START MATERIAL TO PROCESS

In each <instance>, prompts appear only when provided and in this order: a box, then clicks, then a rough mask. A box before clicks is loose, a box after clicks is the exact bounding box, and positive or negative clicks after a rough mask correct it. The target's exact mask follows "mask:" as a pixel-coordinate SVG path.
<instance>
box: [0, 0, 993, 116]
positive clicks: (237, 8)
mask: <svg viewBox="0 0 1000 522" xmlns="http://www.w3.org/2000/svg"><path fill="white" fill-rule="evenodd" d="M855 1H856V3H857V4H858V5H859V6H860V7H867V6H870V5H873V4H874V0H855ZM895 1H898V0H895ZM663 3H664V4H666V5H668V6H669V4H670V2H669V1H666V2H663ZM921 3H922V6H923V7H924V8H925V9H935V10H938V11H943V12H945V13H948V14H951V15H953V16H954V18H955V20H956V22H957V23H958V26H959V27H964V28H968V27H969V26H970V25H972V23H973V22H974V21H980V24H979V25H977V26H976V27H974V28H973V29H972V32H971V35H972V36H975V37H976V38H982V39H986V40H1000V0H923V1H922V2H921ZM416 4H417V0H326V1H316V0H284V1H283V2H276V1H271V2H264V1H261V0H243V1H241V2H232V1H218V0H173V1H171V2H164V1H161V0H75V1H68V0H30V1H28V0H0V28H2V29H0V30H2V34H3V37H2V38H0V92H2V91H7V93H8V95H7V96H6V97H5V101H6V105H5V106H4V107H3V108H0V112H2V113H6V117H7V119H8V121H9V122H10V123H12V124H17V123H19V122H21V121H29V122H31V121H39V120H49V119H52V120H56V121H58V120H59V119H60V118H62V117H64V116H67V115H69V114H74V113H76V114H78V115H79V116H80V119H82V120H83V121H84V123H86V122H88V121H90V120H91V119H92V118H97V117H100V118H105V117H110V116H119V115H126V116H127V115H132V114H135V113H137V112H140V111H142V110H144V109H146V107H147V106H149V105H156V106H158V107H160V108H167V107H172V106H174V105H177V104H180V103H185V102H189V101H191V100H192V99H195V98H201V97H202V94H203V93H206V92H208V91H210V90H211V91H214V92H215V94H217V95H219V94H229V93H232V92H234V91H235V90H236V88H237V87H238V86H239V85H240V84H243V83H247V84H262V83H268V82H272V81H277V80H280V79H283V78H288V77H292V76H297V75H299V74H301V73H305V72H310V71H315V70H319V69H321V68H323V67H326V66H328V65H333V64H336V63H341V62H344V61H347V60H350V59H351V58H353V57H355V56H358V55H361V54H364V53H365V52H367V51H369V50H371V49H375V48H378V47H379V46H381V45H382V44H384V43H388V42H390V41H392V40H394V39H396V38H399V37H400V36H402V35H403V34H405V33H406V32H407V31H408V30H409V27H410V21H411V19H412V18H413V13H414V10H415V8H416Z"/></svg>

END MATERIAL TO PROCESS

Pull every line containing the string "instance" out of the data above and copy it.

In each <instance>, prompts appear only when provided and in this order: a box, then clicks, then a rough mask. A box before clicks is loose, a box after clicks is the exact bounding box, and positive or negative clicks after a rough mask correct it. The target's exact mask follows "mask:" as a pixel-coordinate SVG path.
<instance>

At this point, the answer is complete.